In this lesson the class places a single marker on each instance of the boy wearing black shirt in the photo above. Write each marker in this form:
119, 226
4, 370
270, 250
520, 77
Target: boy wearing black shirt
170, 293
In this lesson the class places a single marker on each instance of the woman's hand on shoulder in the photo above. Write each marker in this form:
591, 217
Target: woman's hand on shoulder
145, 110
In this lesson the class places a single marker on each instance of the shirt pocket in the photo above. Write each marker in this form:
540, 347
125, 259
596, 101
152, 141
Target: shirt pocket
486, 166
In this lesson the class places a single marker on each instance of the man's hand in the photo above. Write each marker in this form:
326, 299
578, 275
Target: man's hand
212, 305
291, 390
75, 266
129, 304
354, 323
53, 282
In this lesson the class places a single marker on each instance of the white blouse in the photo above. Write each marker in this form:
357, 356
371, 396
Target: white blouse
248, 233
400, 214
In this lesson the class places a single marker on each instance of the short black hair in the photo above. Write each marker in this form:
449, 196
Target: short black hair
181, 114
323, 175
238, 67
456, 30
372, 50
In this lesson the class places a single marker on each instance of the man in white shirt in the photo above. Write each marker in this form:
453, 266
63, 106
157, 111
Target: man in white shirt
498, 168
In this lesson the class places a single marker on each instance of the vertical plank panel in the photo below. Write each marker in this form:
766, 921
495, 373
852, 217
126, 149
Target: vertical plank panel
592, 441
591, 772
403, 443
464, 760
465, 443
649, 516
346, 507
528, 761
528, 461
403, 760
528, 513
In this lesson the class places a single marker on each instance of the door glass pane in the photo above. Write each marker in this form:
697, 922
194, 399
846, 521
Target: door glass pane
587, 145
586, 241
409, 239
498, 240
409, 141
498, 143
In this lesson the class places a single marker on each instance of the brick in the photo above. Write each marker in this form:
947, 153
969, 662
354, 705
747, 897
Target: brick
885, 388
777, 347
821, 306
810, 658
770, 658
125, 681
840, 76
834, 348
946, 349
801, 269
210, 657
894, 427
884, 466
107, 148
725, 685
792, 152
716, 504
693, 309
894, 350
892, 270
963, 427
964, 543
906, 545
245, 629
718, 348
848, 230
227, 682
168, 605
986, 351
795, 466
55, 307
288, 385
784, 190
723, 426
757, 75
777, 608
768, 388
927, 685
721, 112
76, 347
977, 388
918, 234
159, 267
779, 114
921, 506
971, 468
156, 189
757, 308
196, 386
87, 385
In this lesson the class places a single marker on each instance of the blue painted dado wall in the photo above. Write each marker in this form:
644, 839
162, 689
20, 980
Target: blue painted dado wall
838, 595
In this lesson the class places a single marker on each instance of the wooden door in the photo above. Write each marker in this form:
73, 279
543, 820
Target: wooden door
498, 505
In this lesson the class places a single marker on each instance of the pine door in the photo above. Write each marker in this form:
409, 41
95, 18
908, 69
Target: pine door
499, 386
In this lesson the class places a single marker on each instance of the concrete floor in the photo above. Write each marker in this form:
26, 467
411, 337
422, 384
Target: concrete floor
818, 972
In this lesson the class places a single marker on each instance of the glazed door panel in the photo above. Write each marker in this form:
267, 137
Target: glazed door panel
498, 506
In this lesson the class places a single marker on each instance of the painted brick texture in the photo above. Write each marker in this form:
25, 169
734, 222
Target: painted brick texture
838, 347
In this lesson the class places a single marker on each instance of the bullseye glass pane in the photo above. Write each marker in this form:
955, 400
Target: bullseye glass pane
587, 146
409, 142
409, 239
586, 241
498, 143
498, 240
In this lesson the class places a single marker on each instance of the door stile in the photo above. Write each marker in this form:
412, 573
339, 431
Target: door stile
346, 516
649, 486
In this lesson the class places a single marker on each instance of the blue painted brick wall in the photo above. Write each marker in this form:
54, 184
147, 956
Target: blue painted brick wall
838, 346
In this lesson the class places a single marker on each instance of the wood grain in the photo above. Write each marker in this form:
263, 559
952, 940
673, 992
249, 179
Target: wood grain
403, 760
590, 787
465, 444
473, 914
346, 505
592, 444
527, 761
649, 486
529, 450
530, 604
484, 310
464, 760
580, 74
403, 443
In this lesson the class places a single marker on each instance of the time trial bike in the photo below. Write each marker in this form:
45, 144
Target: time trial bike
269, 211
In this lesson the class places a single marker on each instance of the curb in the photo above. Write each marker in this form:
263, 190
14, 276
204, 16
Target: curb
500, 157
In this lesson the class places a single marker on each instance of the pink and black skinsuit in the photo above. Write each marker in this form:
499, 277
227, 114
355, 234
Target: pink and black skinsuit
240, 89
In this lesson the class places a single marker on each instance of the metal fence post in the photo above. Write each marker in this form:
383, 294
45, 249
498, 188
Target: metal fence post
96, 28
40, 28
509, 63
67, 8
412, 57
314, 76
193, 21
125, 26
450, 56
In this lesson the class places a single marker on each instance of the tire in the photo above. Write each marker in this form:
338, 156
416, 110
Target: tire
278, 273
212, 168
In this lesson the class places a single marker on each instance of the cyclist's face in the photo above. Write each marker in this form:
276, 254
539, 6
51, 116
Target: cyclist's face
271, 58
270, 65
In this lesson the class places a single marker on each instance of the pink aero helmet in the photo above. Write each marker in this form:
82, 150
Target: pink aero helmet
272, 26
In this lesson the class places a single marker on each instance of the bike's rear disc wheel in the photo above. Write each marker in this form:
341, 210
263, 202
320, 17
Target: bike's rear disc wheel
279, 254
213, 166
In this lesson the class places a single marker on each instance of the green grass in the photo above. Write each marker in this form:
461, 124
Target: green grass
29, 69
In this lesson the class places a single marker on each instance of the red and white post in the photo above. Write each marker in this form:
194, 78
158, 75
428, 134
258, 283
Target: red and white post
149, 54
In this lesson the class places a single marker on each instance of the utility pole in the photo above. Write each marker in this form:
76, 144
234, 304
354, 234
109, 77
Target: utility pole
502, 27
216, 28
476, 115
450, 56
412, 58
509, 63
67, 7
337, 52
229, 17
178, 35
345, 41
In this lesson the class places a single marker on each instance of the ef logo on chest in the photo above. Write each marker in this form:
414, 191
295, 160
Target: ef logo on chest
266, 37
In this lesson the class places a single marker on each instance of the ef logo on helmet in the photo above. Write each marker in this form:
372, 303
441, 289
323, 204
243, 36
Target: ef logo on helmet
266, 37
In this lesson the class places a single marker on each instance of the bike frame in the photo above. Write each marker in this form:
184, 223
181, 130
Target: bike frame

- EXERCISE BRIEF -
The answer is every entry, copied word for word.

- ANSWER TO THE EXERCISE -
In this lesson the class places a single marker on each instance of the boy wearing black shirt in the photo above. Write each marker in this form:
119, 226
4, 370
270, 250
520, 77
Target: boy wearing black shirt
170, 293
In this lesson the class places a single marker on each instance of the woman's hand on shoulder in the photo above. Write each marker in this form:
591, 217
Target: woman's hand on shoulder
145, 110
In this lesson the class places a single marker on each instance of the shirt pocket in the photo above. Write each marker in this form:
540, 347
125, 259
596, 101
152, 141
Target: shirt pocket
486, 166
In this lesson the class places a single marker on each instance of the man's hand in the photo above. Write each marker in this form:
326, 299
578, 275
Target: man's hand
212, 305
291, 390
75, 266
129, 304
354, 323
53, 282
In this lesson the class places a single marker on each instance of the white blouse in the photo above. Write each marker in this form:
357, 356
371, 396
Target: white blouse
248, 233
400, 214
In this lesson the class places a single marker on each instance of the short black hair in the photo above. Write each marker in this form:
449, 196
Target: short black hair
181, 114
323, 175
238, 67
456, 30
372, 50
In this lesson the class places a single marker on each instance of the man in white shirt in the photo above. Write each marker in this form:
453, 266
63, 106
157, 111
Target: man in white shirt
498, 168
In this lesson the class places a single marker on each instance of the vertical plank panel in the photo below. Write each marker in this form:
766, 921
495, 373
852, 217
126, 149
Target: vertical plank panel
592, 441
591, 772
403, 443
464, 760
465, 443
649, 516
346, 507
528, 761
528, 461
403, 760
528, 513
In this lesson the class places a single marker on each instance of the door glass pane in the photo above. Write each marker in this form:
697, 922
194, 399
846, 521
Target: door glass pane
587, 145
586, 241
409, 239
498, 240
409, 141
498, 143
In this lesson the class places a single marker on each instance of the brick in the photo above. Write each marker in this form:
947, 153
969, 662
354, 705
747, 897
Target: brick
885, 388
777, 347
821, 306
810, 658
770, 658
125, 681
840, 76
834, 348
946, 349
801, 269
210, 657
894, 427
884, 466
107, 148
725, 685
792, 152
716, 504
693, 309
894, 350
892, 270
963, 427
964, 543
906, 545
245, 629
718, 348
848, 230
227, 682
168, 605
986, 351
795, 466
55, 307
288, 385
784, 190
723, 426
757, 75
777, 608
768, 388
927, 685
721, 112
76, 347
977, 388
918, 234
159, 267
779, 114
921, 506
971, 468
156, 189
757, 308
196, 386
87, 385
In this lesson the class places a single marker on each instance of the blue painted dado wall in the photo above. Write each marker in this form:
644, 839
162, 689
20, 980
Target: blue painted dado wall
838, 595
In this lesson the class places a single marker on each instance of the wooden door in the photo above. Write each marker in this form:
73, 279
543, 820
Target: wooden door
498, 505
In this lesson the class places a single marker on each instance of the pine door in the photo above. Write each marker in this form:
409, 41
95, 18
908, 69
Target: pine door
499, 386
In this lesson the class places a single marker on each instance of the concrete floor in the photo above. Write each marker in this form:
26, 467
411, 337
422, 384
Target: concrete floor
818, 972
In this lesson the class places a single marker on each instance of the glazed door panel in the photo above. Write each marker in this form:
267, 137
Target: glazed door panel
498, 506
In this lesson the class places a single marker on each instance of the painted brick texture in the photo above. Write each marker in this form:
25, 169
734, 222
Target: painted brick texture
838, 347
In this lesson the class places a single marker on each instance of the bullseye glass pane in the photo above. Write each marker in this form:
955, 400
Target: bullseye glass pane
587, 146
409, 142
409, 239
586, 241
498, 143
498, 240
In this lesson the class places a single marker on each instance of the door stile in the photo above. Write each marker in this form:
412, 573
339, 431
Target: door stile
346, 516
649, 486
In this lesson the class places a single marker on each instance of the blue painted brick wall in the photo above. Write each marker in this form:
54, 184
147, 956
Target: blue painted brick wall
838, 346
In this lesson the class places a single marker on each instance of the wood grain in the photo above. Write each marker in this form:
263, 559
952, 940
673, 992
249, 179
Target: wood grain
403, 760
590, 787
465, 444
473, 914
346, 505
592, 444
527, 761
649, 486
529, 450
530, 604
484, 310
464, 760
580, 74
403, 443
In this lesson the class places a single marker on each instance of the time trial bike in the photo below. Write each marker in this form:
45, 144
Target: time trial bike
269, 211
In this lesson the class places a single marker on each instance of the curb in the photo above. Write each marker in this form:
263, 190
14, 276
204, 16
Target: curb
500, 157
In this lesson the class places a single marker on each instance of the pink and black skinsuit in the photo above. Write each marker in this form:
499, 277
227, 114
355, 234
Target: pink and black skinsuit
240, 89
In this lesson the class places a single marker on each instance of the metal fence post in the photo above. Write each marker in this form:
383, 294
45, 249
498, 188
Target: metal fence post
96, 28
40, 28
509, 63
67, 8
412, 57
314, 76
193, 21
125, 26
450, 56
In this lesson the class places a single marker on each instance of the tire in the photo above. Write each marker in this form:
338, 156
416, 110
Target: tire
278, 273
212, 168
In this lesson the class places a single marker on each instance of the cyclist's face in the photo above. Write each marker in this form:
276, 254
539, 6
51, 116
Target: cyclist's face
271, 58
270, 65
In this lesson the class places a single marker on each instance of the pink aero helmet in the photo above. Write each marker in this form:
82, 150
Target: pink aero helmet
272, 26
In this lesson the class places a single marker on each instance of the bike's rear disc wheel in the photo above. Write each marker in this form:
341, 210
263, 202
320, 17
Target: bike's rear disc wheel
279, 254
213, 166
In this lesson the class places a single marker on each instance of the green grass in the photo above. Write each marker in this form:
461, 124
Target: green grass
29, 69
In this lesson the class places a single marker on each instance of the red and white post in the photo above. Write each marker in this form:
194, 78
158, 75
428, 134
258, 283
Target: red and white post
149, 54
In this lesson the class places a single marker on each instance of the utility pole in the photo above. Write each marker in this form:
76, 144
234, 304
354, 234
109, 77
Target: utility pole
502, 27
216, 28
476, 115
450, 56
412, 58
509, 63
67, 7
337, 52
229, 17
178, 35
345, 41
In this lesson the class places a single marker on each instance of the ef logo on chest in the photo above. Write each marker in this form:
414, 191
295, 160
Target: ef logo on chest
266, 37
In this lesson the class places a single marker on each instance of the ef logo on helmet in the photo above. Write each marker in this form:
372, 303
441, 289
323, 204
243, 36
Target: ef logo on helmet
266, 37
In this lesson the class places a single marker on each instance of the bike frame in the photo above. Write each marker in this form:
184, 223
181, 130
Target: bike frame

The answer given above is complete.